(WRITTEN PROBLEM A): Set down the passage on divorce in Spain word for word, between "When Pilar Jiménez" and "two years alone.", inclusive.

(READING TEXT):
-*-

Hundreds of thousands of people gather for a family values protest in Madrid, December 30, 2007.

When Pilar Jiménez wed in 1961, she knew her marriage would last. "Back then, no one separated," says the 71-year-old Salamanca resident. "Marriage was for life." Indeed, her union endured until her husband's death two years ago. But if her marriage was typical of its era, so too are those of her ten children — five of whom are now divorced. That puts her family roughly at Spain's national average these days.

The rate of broken marriages has risen steadily since Spain legalized divorce in 1981, but a recent reform allowing couples to accelerate the divorce process has caused those numbers to skyrocket. Spain now has one divorce for every 2.3 marriages — an increase of 74% in the past two years alone.

"Divorce may be a sin, but if the marriage is hell, why would you stay?" asks César Borrego, 35, one of Pilar's sons, who was divorced from his wife in 2006 after eight years of marriage. It was a contentious divorce — the couple have two children and César sued for shared custody — but less difficult, in some ways, than that of his older brother Kiko, who split from his wife in 1992 after three months of marriage. "Because of the law then, we had to wait until we had been married a year before we could even file for separation, and we had to wait another year until we could file for divorce," says Kiko.

-*-

(RECORDS TO USE):
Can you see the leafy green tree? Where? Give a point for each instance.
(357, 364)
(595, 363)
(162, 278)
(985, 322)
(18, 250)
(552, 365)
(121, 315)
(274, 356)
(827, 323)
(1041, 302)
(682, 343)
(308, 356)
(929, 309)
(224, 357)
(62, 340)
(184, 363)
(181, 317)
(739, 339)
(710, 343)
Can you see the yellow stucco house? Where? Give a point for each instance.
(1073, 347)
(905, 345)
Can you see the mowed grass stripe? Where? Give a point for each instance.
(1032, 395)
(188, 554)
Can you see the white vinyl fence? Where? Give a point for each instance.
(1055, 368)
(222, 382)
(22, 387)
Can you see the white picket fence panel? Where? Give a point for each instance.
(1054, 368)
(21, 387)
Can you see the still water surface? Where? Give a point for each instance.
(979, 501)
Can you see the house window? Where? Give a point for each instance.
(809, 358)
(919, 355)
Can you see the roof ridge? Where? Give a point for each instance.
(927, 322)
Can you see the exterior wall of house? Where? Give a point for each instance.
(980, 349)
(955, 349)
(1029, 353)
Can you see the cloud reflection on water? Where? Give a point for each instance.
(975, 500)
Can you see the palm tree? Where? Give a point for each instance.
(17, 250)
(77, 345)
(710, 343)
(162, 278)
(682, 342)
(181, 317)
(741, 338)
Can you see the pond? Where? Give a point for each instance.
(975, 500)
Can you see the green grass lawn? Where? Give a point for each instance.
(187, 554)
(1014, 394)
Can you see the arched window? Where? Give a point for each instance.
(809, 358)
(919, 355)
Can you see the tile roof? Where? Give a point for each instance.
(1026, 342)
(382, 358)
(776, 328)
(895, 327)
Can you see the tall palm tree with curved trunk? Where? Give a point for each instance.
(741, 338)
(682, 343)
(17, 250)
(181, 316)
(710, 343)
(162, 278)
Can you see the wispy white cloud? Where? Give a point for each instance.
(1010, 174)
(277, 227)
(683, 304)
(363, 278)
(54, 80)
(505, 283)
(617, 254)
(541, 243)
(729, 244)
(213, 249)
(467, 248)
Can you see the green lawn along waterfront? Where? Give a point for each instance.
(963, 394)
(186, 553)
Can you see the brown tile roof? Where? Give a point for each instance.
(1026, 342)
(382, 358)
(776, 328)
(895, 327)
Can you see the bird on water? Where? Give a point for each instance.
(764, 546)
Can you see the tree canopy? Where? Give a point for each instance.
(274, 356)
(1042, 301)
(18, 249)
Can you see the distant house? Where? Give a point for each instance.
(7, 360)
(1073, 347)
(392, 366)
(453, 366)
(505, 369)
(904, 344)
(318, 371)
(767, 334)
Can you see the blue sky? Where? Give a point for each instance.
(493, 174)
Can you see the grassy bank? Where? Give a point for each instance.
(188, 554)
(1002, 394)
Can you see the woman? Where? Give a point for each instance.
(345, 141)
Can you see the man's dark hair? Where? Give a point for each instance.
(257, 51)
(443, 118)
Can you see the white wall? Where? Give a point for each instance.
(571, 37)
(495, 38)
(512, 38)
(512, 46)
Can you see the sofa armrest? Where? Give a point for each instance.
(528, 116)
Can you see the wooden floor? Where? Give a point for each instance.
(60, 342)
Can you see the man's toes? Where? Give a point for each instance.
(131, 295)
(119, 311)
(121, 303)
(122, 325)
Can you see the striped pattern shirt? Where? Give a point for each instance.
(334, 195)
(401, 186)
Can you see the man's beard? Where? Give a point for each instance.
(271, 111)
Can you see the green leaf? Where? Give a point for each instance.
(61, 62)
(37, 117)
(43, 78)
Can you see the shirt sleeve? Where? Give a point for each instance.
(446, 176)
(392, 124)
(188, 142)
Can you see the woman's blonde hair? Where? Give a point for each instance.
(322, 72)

-*-

(WRITTEN PROBLEM B): Extract the entries between the very first line and the line holding "(1029, 353)", inclusive, reproducing each one verbatim and nothing more.

(WORKED ANSWER A):
When Pilar Jiménez wed in 1961, she knew her marriage would last. "Back then, no one separated," says the 71-year-old Salamanca resident. "Marriage was for life." Indeed, her union endured until her husband's death two years ago. But if her marriage was typical of its era, so too are those of her ten children — five of whom are now divorced. That puts her family roughly at Spain's national average these days.

The rate of broken marriages has risen steadily since Spain legalized divorce in 1981, but a recent reform allowing couples to accelerate the divorce process has caused those numbers to skyrocket. Spain now has one divorce for every 2.3 marriages — an increase of 74% in the past two years alone.

(WORKED ANSWER B):
Can you see the leafy green tree? Where? Give a point for each instance.
(357, 364)
(595, 363)
(162, 278)
(985, 322)
(18, 250)
(552, 365)
(121, 315)
(274, 356)
(827, 323)
(1041, 302)
(682, 343)
(308, 356)
(929, 309)
(224, 357)
(62, 340)
(184, 363)
(181, 317)
(739, 339)
(710, 343)
Can you see the yellow stucco house? Where? Give a point for each instance.
(1073, 347)
(905, 345)
Can you see the mowed grass stripe? Where? Give a point for each instance.
(1032, 395)
(188, 554)
Can you see the white vinyl fence? Where? Give a point for each instance.
(1055, 368)
(222, 382)
(22, 387)
Can you see the white picket fence panel? Where? Give a point for each instance.
(1054, 368)
(21, 387)
Can you see the still water surface? Where? Give a point for each instance.
(979, 501)
Can you see the house window? Where? Give a point for each instance.
(809, 358)
(919, 355)
Can you see the roof ridge? Where? Give a point for each instance.
(927, 322)
Can you see the exterior wall of house? Where? Give a point for each instance.
(980, 349)
(955, 349)
(1029, 353)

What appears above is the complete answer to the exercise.